BRIEF: Copy exactly the last part of the entries, starting from the line with "top in the photo above." and including the final line.

--- Start EXTRACTED DATA ---

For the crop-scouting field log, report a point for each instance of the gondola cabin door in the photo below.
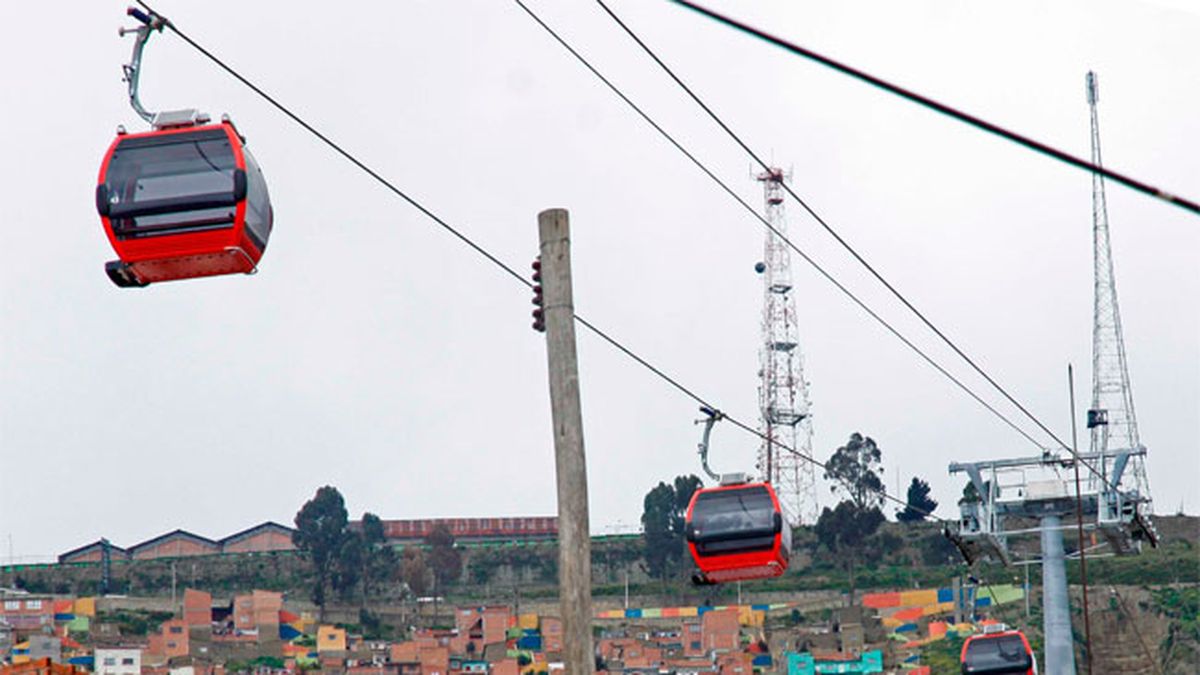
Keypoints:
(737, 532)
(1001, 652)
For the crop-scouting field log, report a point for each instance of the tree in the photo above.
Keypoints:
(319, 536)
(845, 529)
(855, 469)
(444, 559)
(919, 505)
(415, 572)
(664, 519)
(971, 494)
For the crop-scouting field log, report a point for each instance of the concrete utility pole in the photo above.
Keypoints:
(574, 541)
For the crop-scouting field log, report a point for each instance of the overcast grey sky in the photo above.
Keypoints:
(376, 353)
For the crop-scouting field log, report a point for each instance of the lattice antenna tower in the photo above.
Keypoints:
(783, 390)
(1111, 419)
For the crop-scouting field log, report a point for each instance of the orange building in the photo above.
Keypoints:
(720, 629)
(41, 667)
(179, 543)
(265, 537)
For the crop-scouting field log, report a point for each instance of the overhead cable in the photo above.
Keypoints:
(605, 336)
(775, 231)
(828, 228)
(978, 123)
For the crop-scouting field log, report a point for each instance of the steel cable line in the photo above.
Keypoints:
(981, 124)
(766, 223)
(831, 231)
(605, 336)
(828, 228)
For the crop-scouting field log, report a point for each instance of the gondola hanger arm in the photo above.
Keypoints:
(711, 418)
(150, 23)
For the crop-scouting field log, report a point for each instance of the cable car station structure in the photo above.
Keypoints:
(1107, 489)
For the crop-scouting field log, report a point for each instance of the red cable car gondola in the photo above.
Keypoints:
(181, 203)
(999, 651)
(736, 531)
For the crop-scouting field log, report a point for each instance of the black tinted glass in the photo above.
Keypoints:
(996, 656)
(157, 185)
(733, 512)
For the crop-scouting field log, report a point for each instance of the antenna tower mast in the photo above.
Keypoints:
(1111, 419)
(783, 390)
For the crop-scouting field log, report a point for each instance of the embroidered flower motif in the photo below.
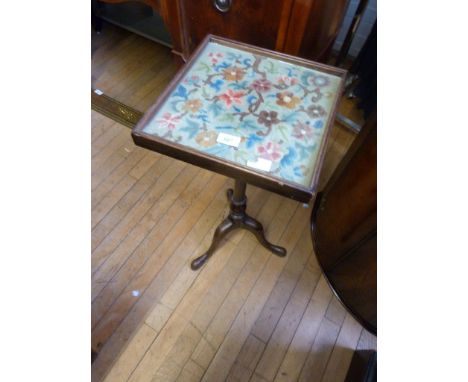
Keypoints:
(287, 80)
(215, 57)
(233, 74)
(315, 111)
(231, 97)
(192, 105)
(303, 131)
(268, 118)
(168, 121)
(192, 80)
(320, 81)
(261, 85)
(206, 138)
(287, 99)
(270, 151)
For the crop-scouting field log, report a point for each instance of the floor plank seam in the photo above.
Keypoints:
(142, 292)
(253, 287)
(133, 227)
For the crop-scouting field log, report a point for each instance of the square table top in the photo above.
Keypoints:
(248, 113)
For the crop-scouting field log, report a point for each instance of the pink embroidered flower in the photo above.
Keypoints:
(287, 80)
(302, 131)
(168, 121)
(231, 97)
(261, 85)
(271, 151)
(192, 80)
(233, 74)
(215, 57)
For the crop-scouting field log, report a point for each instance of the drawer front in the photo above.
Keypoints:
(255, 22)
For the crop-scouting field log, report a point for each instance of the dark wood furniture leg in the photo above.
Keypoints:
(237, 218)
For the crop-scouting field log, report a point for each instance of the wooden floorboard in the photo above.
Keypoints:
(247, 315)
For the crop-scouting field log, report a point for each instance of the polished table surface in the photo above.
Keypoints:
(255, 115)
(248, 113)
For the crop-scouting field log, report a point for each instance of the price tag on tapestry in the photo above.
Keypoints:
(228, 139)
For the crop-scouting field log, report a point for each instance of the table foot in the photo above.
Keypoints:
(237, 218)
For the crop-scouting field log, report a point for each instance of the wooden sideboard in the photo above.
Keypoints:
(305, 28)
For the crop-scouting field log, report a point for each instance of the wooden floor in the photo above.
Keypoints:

--- End EXTRACTED DATA ---

OUTPUT FOR THIS TASK:
For the crop-scouting field log, report a point for each instance of the square table top in the photo above.
Keypoints:
(248, 113)
For the crop-scouting field log, report a point for each instance of the pink embroidered flower in the photo above.
Keypoints:
(287, 80)
(302, 131)
(168, 121)
(231, 97)
(261, 85)
(271, 151)
(192, 80)
(233, 74)
(215, 57)
For the crop-scouting field log, report a point for each instance of the drawer front in the photo above.
Keypoints:
(255, 22)
For the crop-scouting field log, report a point for each instance of the dark wood furniture leg in the photo above.
Keypoints:
(237, 218)
For the crop-scouting field log, report a point for each instance of the wooden floorboard in the photo above.
Keypoints:
(247, 315)
For the crop-scouting field log, report a point for each instance of the polished table surface in the photo above.
Keypoints:
(255, 115)
(248, 113)
For the crop-scouting field log, report a point for each instance of the price tag on tapestry in the photo above.
Keypoints:
(228, 139)
For the crop-scouting field log, report a point for each instance of the table foot in the photo above.
Keypoints:
(237, 218)
For the crop-scouting field log, report a point for each instance of the wooden sideboard in the photo above.
Keypoints:
(305, 28)
For the crop-scouting field log, report a point for each instance of the wooden floor in the photo above.
Keypoints:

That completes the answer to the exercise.